Both the line containing "Tag the hockey player" and the last line of the listing are included: write out exactly the lines from one to the other.

(Dataset records)
▼
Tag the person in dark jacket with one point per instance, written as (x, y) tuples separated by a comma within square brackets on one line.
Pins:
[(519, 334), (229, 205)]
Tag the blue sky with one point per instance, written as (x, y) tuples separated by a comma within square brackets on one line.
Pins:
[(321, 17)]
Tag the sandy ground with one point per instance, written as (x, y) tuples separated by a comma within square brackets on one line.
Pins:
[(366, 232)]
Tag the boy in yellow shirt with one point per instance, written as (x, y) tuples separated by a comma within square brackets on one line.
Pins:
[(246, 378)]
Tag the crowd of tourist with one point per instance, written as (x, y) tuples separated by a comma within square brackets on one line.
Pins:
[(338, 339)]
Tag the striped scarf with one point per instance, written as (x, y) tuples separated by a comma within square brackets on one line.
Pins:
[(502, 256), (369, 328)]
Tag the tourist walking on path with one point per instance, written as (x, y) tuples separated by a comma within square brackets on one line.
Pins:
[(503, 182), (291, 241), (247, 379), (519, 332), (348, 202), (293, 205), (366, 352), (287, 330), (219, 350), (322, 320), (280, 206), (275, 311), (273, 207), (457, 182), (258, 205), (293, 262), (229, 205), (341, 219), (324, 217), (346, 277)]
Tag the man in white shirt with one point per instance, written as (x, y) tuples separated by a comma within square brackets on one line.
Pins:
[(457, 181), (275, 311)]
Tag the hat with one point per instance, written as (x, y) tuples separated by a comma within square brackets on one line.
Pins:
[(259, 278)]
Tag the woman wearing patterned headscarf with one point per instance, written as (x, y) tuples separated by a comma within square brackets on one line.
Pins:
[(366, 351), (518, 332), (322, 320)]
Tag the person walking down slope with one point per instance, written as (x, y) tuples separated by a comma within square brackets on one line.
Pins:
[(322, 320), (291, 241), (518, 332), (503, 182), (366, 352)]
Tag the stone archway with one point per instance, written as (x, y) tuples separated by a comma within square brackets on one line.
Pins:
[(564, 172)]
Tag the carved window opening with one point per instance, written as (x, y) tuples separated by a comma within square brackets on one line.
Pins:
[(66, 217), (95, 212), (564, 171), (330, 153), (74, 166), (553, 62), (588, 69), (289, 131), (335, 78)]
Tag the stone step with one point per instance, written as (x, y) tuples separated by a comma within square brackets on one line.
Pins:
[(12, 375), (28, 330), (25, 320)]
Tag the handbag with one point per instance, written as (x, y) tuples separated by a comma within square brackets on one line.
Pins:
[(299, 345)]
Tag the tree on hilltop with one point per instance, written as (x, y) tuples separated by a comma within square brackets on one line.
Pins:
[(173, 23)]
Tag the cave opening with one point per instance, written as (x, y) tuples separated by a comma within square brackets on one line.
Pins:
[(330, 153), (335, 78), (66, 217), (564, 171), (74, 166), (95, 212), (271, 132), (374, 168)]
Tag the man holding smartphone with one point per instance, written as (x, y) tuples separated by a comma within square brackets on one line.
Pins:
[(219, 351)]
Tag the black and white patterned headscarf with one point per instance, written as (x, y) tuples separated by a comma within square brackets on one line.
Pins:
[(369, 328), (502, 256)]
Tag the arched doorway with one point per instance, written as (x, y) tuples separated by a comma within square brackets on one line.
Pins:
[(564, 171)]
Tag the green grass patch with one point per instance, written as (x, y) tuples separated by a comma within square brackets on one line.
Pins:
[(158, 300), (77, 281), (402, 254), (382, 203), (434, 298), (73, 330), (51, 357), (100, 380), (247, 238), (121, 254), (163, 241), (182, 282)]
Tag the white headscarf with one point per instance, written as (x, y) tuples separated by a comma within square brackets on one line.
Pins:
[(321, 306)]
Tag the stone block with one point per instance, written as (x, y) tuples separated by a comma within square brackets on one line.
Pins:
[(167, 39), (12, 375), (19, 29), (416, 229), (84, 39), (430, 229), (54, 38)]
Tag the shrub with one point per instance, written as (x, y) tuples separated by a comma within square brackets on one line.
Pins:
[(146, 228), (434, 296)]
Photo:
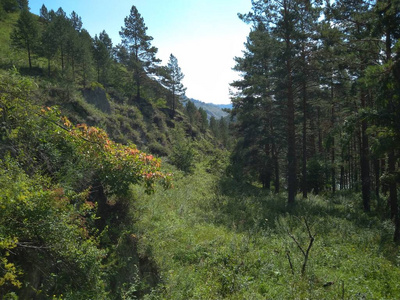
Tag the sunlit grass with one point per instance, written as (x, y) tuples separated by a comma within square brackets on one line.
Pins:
[(213, 243)]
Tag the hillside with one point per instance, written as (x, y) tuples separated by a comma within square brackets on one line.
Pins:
[(213, 110), (113, 187)]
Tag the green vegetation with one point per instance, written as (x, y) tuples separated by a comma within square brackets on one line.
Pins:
[(86, 214), (213, 238)]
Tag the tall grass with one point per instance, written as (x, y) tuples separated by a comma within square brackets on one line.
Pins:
[(217, 239)]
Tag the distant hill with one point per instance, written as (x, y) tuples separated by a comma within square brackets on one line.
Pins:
[(213, 110)]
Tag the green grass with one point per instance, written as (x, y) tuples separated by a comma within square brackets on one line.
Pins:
[(214, 239), (10, 56)]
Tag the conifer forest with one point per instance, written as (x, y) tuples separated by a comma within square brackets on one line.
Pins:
[(115, 185)]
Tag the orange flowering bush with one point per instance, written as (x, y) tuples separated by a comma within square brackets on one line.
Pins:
[(116, 165)]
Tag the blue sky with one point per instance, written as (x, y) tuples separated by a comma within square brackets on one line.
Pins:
[(204, 35)]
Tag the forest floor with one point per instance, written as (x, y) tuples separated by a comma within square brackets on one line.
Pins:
[(213, 238)]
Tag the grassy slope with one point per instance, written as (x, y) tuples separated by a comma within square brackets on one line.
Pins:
[(226, 241), (9, 55)]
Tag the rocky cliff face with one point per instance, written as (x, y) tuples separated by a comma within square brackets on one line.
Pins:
[(98, 97)]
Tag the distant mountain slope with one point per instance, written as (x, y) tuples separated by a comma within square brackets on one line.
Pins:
[(213, 110)]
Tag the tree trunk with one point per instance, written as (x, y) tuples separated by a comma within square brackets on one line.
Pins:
[(292, 169), (29, 57), (364, 162), (304, 160)]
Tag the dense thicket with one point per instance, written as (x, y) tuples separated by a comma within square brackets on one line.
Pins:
[(318, 100), (66, 203)]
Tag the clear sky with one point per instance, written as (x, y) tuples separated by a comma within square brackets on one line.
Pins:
[(204, 35)]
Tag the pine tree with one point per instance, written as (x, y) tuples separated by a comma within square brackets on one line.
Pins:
[(173, 81), (25, 34), (102, 50), (142, 54)]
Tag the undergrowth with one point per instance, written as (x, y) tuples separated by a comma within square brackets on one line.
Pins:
[(213, 239)]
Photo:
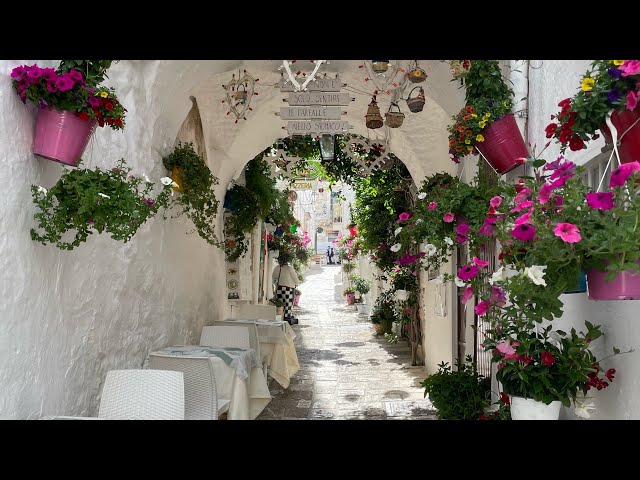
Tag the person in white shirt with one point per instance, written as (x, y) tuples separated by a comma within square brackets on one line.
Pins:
[(286, 279)]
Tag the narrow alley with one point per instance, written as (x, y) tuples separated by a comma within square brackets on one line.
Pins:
[(346, 371)]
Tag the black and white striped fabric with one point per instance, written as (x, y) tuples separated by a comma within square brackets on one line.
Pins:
[(286, 294)]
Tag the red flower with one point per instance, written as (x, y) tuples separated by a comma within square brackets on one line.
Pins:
[(551, 129), (576, 143), (548, 359)]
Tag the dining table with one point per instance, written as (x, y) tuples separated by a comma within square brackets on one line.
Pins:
[(238, 375), (277, 347)]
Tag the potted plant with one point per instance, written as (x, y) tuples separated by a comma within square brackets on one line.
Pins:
[(85, 201), (609, 88), (457, 394), (68, 109), (486, 121), (194, 180)]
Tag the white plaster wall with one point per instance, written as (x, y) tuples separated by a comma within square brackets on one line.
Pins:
[(553, 81)]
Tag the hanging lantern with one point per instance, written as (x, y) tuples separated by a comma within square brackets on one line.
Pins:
[(373, 117), (380, 66)]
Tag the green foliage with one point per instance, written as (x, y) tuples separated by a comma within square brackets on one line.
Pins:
[(457, 395), (197, 200), (85, 201), (94, 71)]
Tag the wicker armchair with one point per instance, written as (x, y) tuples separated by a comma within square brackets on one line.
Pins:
[(201, 400), (143, 395)]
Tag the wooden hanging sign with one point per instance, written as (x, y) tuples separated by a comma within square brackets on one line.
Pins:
[(306, 113)]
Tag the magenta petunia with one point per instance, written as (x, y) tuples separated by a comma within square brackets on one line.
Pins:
[(544, 195), (622, 173), (524, 232), (482, 308), (478, 261), (601, 201), (567, 232), (467, 295), (521, 206), (467, 272)]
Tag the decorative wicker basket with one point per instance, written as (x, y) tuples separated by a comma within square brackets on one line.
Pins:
[(394, 119), (416, 103), (373, 117)]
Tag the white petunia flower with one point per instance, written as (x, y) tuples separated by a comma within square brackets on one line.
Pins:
[(536, 274), (430, 249)]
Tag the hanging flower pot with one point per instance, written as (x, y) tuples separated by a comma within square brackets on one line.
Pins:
[(503, 145), (394, 119), (529, 409), (61, 135), (629, 144), (416, 104), (625, 286), (580, 286), (373, 119)]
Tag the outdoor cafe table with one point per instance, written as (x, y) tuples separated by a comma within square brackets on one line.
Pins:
[(238, 373), (276, 348)]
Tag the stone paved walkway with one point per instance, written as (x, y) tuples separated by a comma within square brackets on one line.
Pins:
[(346, 372)]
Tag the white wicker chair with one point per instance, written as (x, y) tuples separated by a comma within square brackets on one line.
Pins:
[(200, 391), (142, 395), (255, 312), (208, 338)]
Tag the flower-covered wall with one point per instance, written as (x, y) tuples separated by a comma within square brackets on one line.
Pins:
[(68, 317), (550, 82)]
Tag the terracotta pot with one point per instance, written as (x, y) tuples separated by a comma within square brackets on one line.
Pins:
[(503, 145), (629, 147)]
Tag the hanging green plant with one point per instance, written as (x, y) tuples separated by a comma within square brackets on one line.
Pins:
[(196, 184), (86, 201)]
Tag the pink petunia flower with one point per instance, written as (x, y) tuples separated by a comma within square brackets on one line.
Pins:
[(467, 272), (624, 171), (495, 201), (568, 232), (468, 294), (630, 67), (524, 232), (601, 201), (481, 263)]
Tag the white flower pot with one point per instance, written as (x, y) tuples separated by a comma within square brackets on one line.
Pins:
[(528, 409), (402, 295)]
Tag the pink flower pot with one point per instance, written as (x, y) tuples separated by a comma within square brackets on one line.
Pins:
[(625, 286), (629, 147), (61, 136), (503, 145)]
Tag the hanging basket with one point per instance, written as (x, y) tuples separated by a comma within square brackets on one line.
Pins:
[(416, 104), (373, 119), (503, 145), (629, 145), (394, 119), (61, 136)]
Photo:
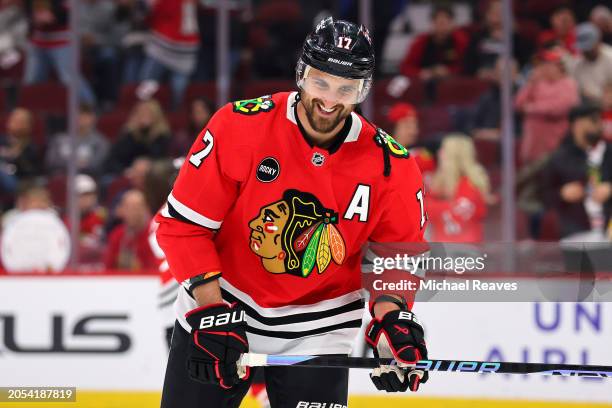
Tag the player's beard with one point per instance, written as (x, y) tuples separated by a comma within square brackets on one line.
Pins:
[(321, 124)]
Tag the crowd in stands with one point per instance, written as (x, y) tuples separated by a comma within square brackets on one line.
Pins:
[(147, 86)]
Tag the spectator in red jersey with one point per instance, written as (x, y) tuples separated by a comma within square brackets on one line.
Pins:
[(486, 45), (606, 114), (19, 156), (172, 46), (49, 45), (545, 101), (146, 134), (563, 30), (128, 243), (439, 53), (406, 132), (460, 191)]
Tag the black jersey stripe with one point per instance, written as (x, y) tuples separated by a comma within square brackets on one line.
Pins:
[(293, 318), (298, 334), (169, 290)]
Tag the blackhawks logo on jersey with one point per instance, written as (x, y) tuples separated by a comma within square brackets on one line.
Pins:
[(254, 106), (297, 234), (384, 139)]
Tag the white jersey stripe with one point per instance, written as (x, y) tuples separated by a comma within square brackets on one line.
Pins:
[(192, 215)]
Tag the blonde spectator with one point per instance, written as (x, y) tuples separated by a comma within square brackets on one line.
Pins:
[(34, 238), (146, 134), (460, 191), (545, 101), (593, 68)]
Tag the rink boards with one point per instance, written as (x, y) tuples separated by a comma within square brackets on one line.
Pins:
[(104, 334)]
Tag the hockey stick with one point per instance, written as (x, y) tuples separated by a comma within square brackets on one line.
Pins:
[(568, 370)]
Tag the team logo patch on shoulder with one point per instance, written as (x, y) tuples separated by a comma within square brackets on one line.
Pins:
[(254, 106), (317, 159), (268, 170), (297, 235), (382, 138)]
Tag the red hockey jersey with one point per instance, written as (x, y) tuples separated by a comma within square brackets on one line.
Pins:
[(284, 222), (460, 219)]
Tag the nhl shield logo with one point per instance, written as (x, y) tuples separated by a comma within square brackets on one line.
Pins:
[(318, 159)]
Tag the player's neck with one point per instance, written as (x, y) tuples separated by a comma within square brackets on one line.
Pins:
[(323, 140)]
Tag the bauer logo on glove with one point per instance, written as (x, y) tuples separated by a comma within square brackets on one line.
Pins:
[(398, 335)]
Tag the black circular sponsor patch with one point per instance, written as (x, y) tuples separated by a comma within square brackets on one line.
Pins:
[(268, 170)]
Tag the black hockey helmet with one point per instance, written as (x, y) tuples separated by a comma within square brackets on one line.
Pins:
[(339, 48)]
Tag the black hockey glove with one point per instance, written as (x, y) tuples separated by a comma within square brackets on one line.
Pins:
[(397, 335), (218, 338)]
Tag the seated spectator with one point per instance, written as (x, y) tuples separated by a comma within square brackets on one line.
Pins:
[(437, 54), (200, 112), (406, 132), (34, 238), (579, 175), (486, 45), (563, 30), (606, 114), (49, 46), (593, 68), (128, 243), (459, 193), (13, 33), (93, 217), (29, 197), (545, 101), (601, 16), (91, 146), (146, 133), (486, 117), (172, 45), (19, 156)]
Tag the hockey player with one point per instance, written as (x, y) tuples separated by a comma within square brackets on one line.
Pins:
[(264, 229)]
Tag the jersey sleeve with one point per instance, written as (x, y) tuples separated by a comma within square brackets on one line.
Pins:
[(206, 188), (403, 217)]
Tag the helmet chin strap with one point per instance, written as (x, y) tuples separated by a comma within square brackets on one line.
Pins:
[(307, 71)]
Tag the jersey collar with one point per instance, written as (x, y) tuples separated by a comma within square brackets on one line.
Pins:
[(353, 133)]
▲
§ ANSWER TO THE PROBLEM:
Tag the hockey player with one point per instance, written as (x, y) tuples separated by a comma within square brackets on one line.
Pins:
[(264, 229)]
Tag the jersey sleeve with one point per instance, written as (x, y) tuples separated by a comma within square brackets on one line.
Pins:
[(206, 188), (403, 217)]
Tag the helmet chin strap with one point per instance, written as (x, y) tuples separated by a comma within square brackets on one line.
Pins:
[(307, 71)]
Tag the jersey collar with one point per instance, written as (x, y) tuples separated by a comma within square brackets on one line.
Pins:
[(353, 133)]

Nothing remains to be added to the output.